Arrange every line of the items below as a Markdown table with the columns "Row" and "Line", numbering each row and omitting blank lines.

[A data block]
----
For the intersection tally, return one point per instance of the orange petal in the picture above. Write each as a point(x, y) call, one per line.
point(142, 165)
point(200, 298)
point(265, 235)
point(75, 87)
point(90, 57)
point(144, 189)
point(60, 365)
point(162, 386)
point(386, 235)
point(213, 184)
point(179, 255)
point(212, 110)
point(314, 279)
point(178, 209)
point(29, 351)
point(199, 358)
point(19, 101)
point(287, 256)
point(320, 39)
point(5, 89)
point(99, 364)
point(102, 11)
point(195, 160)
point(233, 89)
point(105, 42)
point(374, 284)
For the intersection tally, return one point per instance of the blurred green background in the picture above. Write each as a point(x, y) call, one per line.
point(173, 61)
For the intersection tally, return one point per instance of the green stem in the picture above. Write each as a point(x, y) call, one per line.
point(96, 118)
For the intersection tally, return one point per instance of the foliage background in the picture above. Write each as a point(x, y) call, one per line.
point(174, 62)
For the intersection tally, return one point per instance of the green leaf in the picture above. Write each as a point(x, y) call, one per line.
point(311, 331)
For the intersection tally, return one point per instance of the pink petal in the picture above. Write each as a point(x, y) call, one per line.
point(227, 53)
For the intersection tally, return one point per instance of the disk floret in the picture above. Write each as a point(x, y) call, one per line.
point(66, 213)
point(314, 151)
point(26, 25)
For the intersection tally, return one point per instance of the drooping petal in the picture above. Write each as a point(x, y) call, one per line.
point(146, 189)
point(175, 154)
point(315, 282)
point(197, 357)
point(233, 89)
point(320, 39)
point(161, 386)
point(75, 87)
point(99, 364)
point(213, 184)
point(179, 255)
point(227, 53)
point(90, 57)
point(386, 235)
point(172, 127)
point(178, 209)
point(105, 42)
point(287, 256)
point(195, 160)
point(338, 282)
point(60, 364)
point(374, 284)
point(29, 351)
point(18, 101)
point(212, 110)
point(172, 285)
----
- [Answer to this problem]:
| Row | Line |
|---|---|
| 1 | For the intersection tally, return one point per instance of the orange petal in the picture above. Write each as a point(x, y) call, one per line. |
| 2 | point(142, 165) |
| 3 | point(200, 298) |
| 4 | point(265, 235) |
| 5 | point(75, 87) |
| 6 | point(90, 57) |
| 7 | point(144, 189) |
| 8 | point(60, 365) |
| 9 | point(162, 386) |
| 10 | point(386, 235) |
| 11 | point(213, 184) |
| 12 | point(179, 255) |
| 13 | point(212, 110) |
| 14 | point(314, 279) |
| 15 | point(178, 209) |
| 16 | point(29, 351) |
| 17 | point(199, 358) |
| 18 | point(19, 101) |
| 19 | point(287, 256) |
| 20 | point(320, 39) |
| 21 | point(5, 89) |
| 22 | point(99, 364) |
| 23 | point(102, 11) |
| 24 | point(195, 160) |
| 25 | point(233, 89) |
| 26 | point(105, 42) |
| 27 | point(374, 284) |
| 28 | For the intersection tally, return one point per instance of the blurred green background in the picture above. Write each as a point(x, y) call, one per line. |
| 29 | point(173, 61) |
| 30 | For the intersection tally, return one point per instance of the green stem in the picture above. Write each as a point(x, y) call, one per line. |
| 31 | point(96, 118) |
| 32 | For the intersection tally, return one point per instance of the foliage background in the picture above. Write each as a point(x, y) call, one per line. |
| 33 | point(174, 62) |
| 34 | For the intersection tally, return one point per instance of the green leaf in the picture above. Write each as a point(x, y) call, one per line. |
| 35 | point(311, 331) |
| 36 | For the intersection tally, return one point per instance of the pink petal in the picture above. Write each as a point(x, y) call, one per line. |
| 37 | point(227, 53) |
| 38 | For the intersection tally, return one point per instance of the disk floret in the picture above. Write each as a point(x, y) call, one per line. |
| 39 | point(66, 213) |
| 40 | point(314, 151) |
| 41 | point(26, 25) |
| 42 | For the intersection tally, return one point per instance of the drooping petal in the picture above. Write each as a point(x, y) call, one per line. |
| 43 | point(146, 189) |
| 44 | point(175, 154) |
| 45 | point(315, 282) |
| 46 | point(197, 357) |
| 47 | point(233, 89) |
| 48 | point(320, 39) |
| 49 | point(161, 386) |
| 50 | point(75, 87) |
| 51 | point(99, 364) |
| 52 | point(213, 184) |
| 53 | point(179, 255) |
| 54 | point(227, 53) |
| 55 | point(90, 57) |
| 56 | point(386, 235) |
| 57 | point(172, 127) |
| 58 | point(178, 209) |
| 59 | point(105, 42) |
| 60 | point(287, 256) |
| 61 | point(195, 160) |
| 62 | point(338, 282) |
| 63 | point(60, 364) |
| 64 | point(374, 284) |
| 65 | point(29, 351) |
| 66 | point(18, 101) |
| 67 | point(212, 110) |
| 68 | point(172, 285) |